> **What needs to be done**
Extract the records from the line containing "235, 639, 391]." through the line containing "[817, 405, 854, 465]", inclusive, and reproduce those lines verbatim.
====== Given records
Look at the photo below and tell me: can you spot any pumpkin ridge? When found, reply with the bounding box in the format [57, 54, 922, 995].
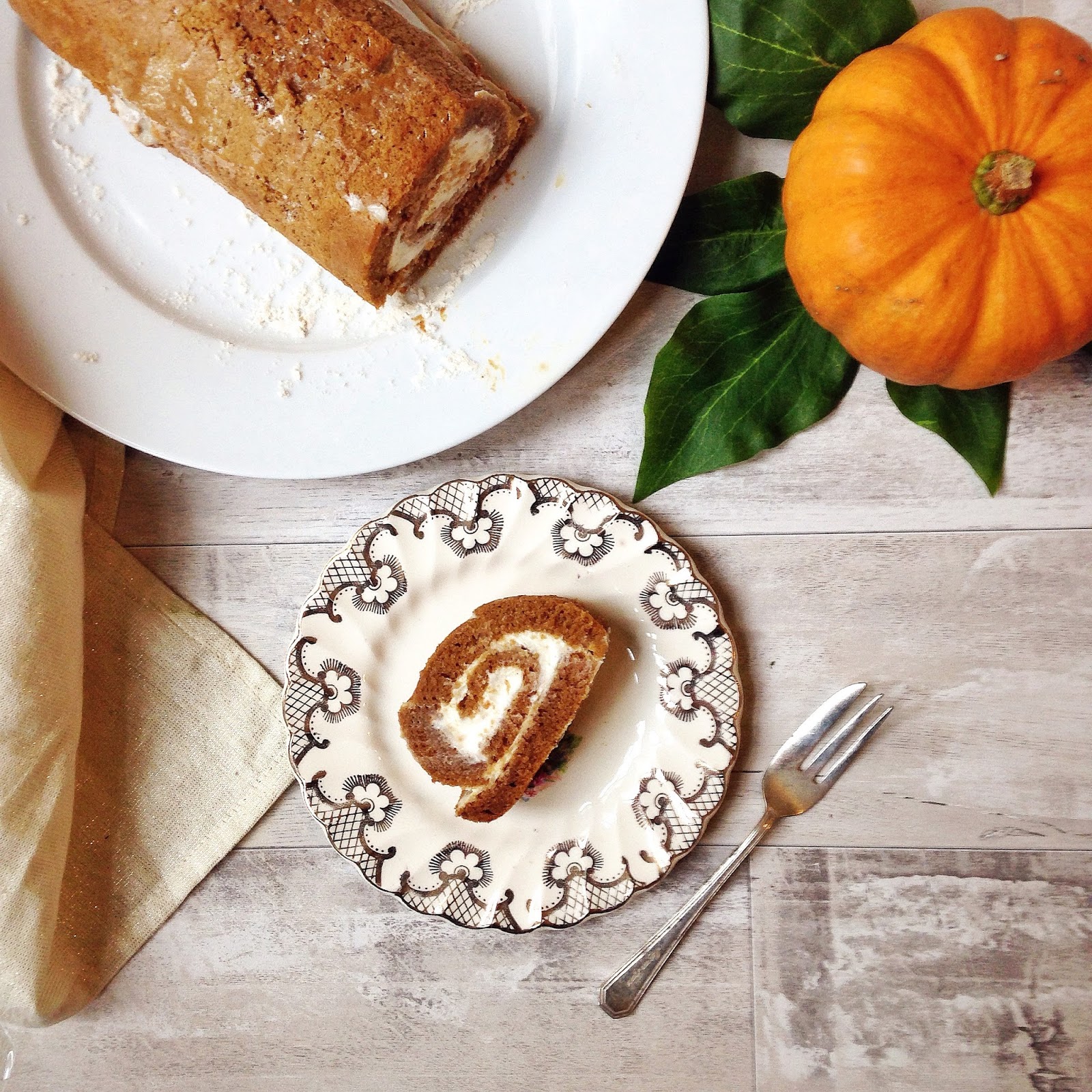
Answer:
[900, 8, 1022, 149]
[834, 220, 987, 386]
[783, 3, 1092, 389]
============
====== Given records
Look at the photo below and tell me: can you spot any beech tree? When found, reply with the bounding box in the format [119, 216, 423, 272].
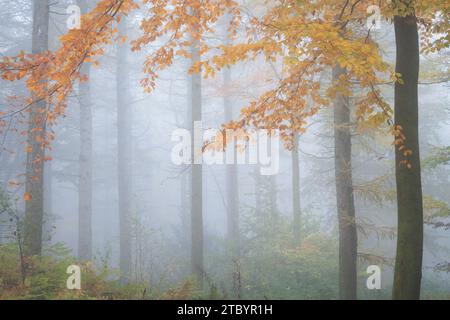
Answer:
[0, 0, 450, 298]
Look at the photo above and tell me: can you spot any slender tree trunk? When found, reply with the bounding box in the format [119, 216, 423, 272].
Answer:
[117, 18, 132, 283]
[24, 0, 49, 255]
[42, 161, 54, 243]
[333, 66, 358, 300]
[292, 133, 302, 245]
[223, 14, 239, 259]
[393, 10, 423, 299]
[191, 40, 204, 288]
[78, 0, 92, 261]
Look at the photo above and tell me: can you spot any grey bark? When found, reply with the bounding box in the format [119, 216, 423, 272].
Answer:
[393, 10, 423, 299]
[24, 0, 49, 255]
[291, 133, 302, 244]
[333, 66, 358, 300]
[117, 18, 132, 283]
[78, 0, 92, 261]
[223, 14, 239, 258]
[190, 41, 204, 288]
============
====== Given records
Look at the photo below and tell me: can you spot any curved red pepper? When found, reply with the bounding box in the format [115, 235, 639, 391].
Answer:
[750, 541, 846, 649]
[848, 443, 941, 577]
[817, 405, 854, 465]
============
> **Exercise answer**
Look at the photo below and tell me: can you spot any curved red pepper? When found, reply with the bounding box in the format [115, 235, 639, 391].
Answer:
[750, 541, 846, 649]
[848, 443, 941, 577]
[817, 405, 854, 465]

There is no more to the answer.